> Instruksi Kerja
A: Menurut berita tentang OTT kepala daerah oleh KPK, berapa kepala daerah yang dijaring KPK dalam operasi tangkap tangan hingga Oktober 2018?
B: Tolong salin bagian berita tentang OTT kepala daerah oleh KPK, mulai dari "2. Bupati Labuhanbatu, Pangonal" dan berakhir pada "Agung, Sahri Mulyo.".
C: Teruskan berita tentang OTT kepala daerah oleh KPK tahun 2018 setelah kalimat terakhirnya.

> Teks Sumber
* * * * *
Vox NTT- Tahun 2018, Komisi Pemberantasan Korupsi (KPK) menunjukan kegigihannya yang tentu saja patut diapresiasi.
Hingga Oktober 2018, tanpa ampun institusi yang sedang dipimpin Agus Rahardjo itu menjaring 19 Kepala Daerah di Indonesia dalam operasi tangkap tangan (OTT) seputar kasus korupsi.
Data yang dihimpun VoxNtt.com, dari 19 Kepala Daerah yang terjaring OTT oleh lembaga antirasuah tahun 2018, kader PDIP terbanyak yakni mencapai 8 orang. Mereka ialah;
1.Bupati Cirebon, Sunjaya Purwadisastra.
Sunjaya dibekuk KPK pada Rabu, 24 Oktober 2018. Dalam operasi tersebut KPK menyita sejumlah uang tunai dan bukti transfer terkait jual beli jabatan.
2. Bupati Labuhanbatu, Pangonal Harahap.
Pangonal terjaring OTT KPK pada 17 Juli 2018. Pangonal telah ditetapkan menjadi tersangka atas kasus dugaan penerimaan suap terkait proyek-proyek di lingkungan Kabupaten Labuhanbatu Tahun Anggaran 2018.
3. Walikota Blitar M. Samanhudi Anwar.
Anwar terjaring OTT KPK pada 6 Juni 2018. Ia ditangkap seputar kasus suap sejumlah proyek infrastruktur di Blitar.
4. Bupati Tulung Agung, Sahri Mulyo.
Syahri Mulyo diduga menerima suap sebanyak tiga kali sebagai fee proyek-proyek pembangunan infrastruktur peningkatan jalan di Dinas PUPR Tulungagung.
Total penerimaan Syahri sebesar Rp 2,5 miliar. Saat ditetapkan sebagai tersangka, Syahri Mulyo belum ditangkap oleh KPK. Namun akhirnya pada 9 Juni 2018, Syahri Mulyo menyerahkan diri ke KPK untuk menjalani proses hukum bersama para tersangka lainnya.
* * * * *
> Bahan yang Disediakan
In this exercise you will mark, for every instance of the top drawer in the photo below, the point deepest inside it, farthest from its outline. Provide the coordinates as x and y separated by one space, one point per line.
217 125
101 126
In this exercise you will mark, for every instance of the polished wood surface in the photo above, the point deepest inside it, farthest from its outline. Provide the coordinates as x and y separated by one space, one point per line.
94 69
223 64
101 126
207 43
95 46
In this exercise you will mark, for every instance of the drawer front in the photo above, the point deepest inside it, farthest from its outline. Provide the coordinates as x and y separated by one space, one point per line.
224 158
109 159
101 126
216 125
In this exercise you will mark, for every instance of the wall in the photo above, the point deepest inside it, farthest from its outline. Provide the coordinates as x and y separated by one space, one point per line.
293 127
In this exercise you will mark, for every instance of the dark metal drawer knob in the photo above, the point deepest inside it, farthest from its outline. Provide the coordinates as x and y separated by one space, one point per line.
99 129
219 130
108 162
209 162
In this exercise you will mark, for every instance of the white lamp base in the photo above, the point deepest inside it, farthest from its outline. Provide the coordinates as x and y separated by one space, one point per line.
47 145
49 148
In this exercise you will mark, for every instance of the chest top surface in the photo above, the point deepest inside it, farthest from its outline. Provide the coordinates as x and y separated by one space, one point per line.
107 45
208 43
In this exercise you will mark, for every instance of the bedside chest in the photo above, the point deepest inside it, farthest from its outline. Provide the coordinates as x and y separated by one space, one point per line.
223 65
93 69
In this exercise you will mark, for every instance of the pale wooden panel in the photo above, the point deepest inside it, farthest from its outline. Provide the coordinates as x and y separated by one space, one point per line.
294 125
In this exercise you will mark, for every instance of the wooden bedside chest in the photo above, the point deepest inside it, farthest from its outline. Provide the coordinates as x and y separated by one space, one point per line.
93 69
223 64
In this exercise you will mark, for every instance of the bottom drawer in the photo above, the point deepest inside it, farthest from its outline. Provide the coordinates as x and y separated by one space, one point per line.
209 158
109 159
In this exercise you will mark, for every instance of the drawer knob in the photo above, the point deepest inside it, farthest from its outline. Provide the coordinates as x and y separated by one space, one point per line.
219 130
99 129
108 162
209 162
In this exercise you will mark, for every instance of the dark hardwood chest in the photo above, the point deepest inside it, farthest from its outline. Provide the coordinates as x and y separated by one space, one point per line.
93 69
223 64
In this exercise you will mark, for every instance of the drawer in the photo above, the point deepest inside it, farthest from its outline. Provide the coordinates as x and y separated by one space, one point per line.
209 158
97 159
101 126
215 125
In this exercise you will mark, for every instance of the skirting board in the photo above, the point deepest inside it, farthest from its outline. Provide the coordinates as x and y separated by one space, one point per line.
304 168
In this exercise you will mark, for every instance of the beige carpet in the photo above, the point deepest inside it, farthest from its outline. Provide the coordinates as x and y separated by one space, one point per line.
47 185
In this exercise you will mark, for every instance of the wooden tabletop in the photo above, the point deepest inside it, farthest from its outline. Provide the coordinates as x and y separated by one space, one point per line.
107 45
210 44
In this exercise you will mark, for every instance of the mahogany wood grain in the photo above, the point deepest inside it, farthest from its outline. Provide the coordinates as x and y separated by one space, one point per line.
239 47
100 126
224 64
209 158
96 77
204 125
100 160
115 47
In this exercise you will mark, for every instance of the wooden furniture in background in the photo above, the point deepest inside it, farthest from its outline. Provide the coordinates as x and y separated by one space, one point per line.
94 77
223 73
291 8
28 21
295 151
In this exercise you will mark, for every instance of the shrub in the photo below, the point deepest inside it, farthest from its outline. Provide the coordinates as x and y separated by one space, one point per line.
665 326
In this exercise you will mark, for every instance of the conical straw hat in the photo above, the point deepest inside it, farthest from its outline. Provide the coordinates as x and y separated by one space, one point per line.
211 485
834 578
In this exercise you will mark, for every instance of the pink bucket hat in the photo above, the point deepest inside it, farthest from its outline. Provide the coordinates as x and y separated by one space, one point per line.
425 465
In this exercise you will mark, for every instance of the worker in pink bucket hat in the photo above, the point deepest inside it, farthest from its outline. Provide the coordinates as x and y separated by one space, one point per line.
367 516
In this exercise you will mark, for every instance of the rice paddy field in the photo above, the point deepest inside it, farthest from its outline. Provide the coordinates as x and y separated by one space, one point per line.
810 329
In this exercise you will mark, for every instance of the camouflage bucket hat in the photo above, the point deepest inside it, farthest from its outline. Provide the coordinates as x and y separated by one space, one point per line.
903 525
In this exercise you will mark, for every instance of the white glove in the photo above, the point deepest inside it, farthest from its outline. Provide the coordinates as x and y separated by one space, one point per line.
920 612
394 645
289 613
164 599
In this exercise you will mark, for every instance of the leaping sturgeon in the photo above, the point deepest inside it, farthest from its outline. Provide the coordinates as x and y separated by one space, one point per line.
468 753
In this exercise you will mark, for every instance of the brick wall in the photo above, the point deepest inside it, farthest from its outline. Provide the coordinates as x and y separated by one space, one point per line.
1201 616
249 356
* * * * *
> Hasil Pengerjaan
A: Sebanyak 19 kepala daerah.

B:
2. Bupati Labuhanbatu, Pangonal Harahap.
Pangonal terjaring OTT KPK pada 17 Juli 2018. Pangonal telah ditetapkan menjadi tersangka atas kasus dugaan penerimaan suap terkait proyek-proyek di lingkungan Kabupaten Labuhanbatu Tahun Anggaran 2018.
3. Walikota Blitar M. Samanhudi Anwar.
Anwar terjaring OTT KPK pada 6 Juni 2018. Ia ditangkap seputar kasus suap sejumlah proyek infrastruktur di Blitar.
4. Bupati Tulung Agung, Sahri Mulyo.

C:
5. Bupati Purbalingga, Tasdi.
KPK menetapkan Tasdi sebagai tersangka penerima suap dalam proyek pembangunan purbalingga Islamic center tahap 2 tahun 2018. Ia ditangkap pada 4 Juni 2018 lalu.
6. Bupati Buton Selatan, Agus Feisal Hidayat
Agus Feisal ditetapkan sebagai tersangka dalam kasus dugaan penerimaan hadiah atau janji proyek di lingkungan kabupaten Buton Selatan. Ia terjaring OTT KPK pada 24 Mei 2018 lalu.
7. Bupati Bandung Barat, Abu Bakar
Abu Bakar ditangkap pada 10 April 2018. KPK kemudian resmi menetapkannya sebagai tersangka kasus dugaan korupsi penerimaan sejumlah uang dari Satuan Kerja Perangkat Daerah (SKPD) di Bandung Barat.
8. Bupati Ngada Marianus Sae
Marianus Sae terjaring OTT KPK pada 11 Februari 2018. Ia sudah divonis 8 tahun penjara, denda Rp 300 juta subsidier 4 bulan kurungan serta pencabutan hak politik selama 4 tahun setelah menjalani sanksi pidana.
Marianus Sae dinyatakan terbukti menerima suap Rp 5.783.000.000 dan gratifikasi Rp 875 juta atas sejumlah proyek pembangunan di Kabupaten Ngada.
Kemudian, jumlah Kepala Daerah yang terjaring OTT KPK tahun 2018 di urutan dua ditempati Partai Golkar yakni mencapai 5 orang. Mereka ialah;
1. Bupati Bekasi Neneng Hasanah
Neneng ditangkap 15 Oktober 2018. Ia ditangkap terkait perizinan proyek Meikarta.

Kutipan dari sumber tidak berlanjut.